• Exercise tasks:
[1] Repeat the passage about caring for our bodies between "So what’s a" and "still keep going.", inclusive.
[2] In the passage about caring for our bodies, what is the name of the trainer mentioned?

• Excerpted passage:

So what’s a body to do with the bodies we have? It’s obvious that God loves all kinds of bodies. Big bodies, small bodies, tall bodies, short bodies, disabled bodies, suffering bodies – they are all alike made by God so we should love what we’ve got. Bodies can do amazing things. They are incredibly resilient. I look at some pieces of machinery or appliances that were made in 1963 – same year I was made – and I think – “Man, I’m in a lot better shape than that!” Think of how amazing that is that these bodies can endure so much and still keep going.


Yes, love what we’ve got and realize that the world often gives us unrealistic images for what our bodies should look like. But then take care of what we’ve got. It has only been in the last five years that I have started to atone for all the years of Tex-Mex food that I ate in Texas. That wasn’t the only culprit, but it was a major contributor to my getting up to almost 275 pounds a few years ago. It has been a slow process, but I have been trying to do better by what God gave me. I will say that it is a major benefit to have someone to be accountable to in doing this. For the last eight months you’ve heard me mention several times that I have been working with a trainer – Matthew Henry – and it makes a huge difference. Care for your body is not a nice option for Christians – it is a spiritual practice like prayer – a training for offering your body to the glory of God.

(Extracted data entries)
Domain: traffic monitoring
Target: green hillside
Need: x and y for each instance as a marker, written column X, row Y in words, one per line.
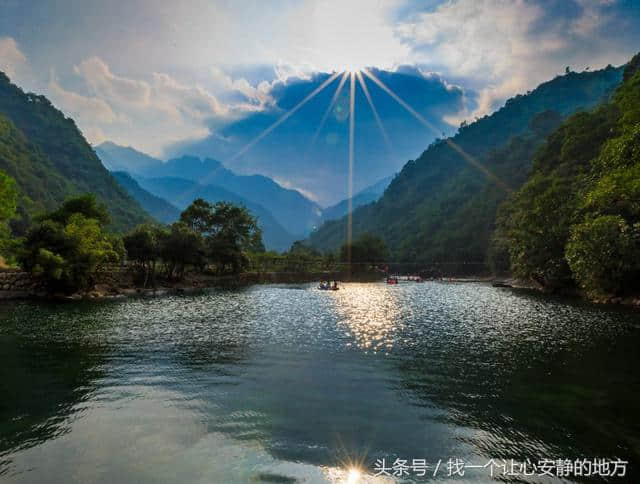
column 50, row 160
column 447, row 205
column 577, row 218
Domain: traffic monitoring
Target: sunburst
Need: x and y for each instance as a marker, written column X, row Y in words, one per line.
column 351, row 73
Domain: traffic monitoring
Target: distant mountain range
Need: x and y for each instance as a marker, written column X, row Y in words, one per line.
column 363, row 197
column 158, row 208
column 313, row 155
column 285, row 215
column 442, row 206
column 293, row 211
column 50, row 160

• Exercise answers:
[1]
So what’s a body to do with the bodies we have? It’s obvious that God loves all kinds of bodies. Big bodies, small bodies, tall bodies, short bodies, disabled bodies, suffering bodies – they are all alike made by God so we should love what we’ve got. Bodies can do amazing things. They are incredibly resilient. I look at some pieces of machinery or appliances that were made in 1963 – same year I was made – and I think – “Man, I’m in a lot better shape than that!” Think of how amazing that is that these bodies can endure so much and still keep going.

[2] Matthew Henry.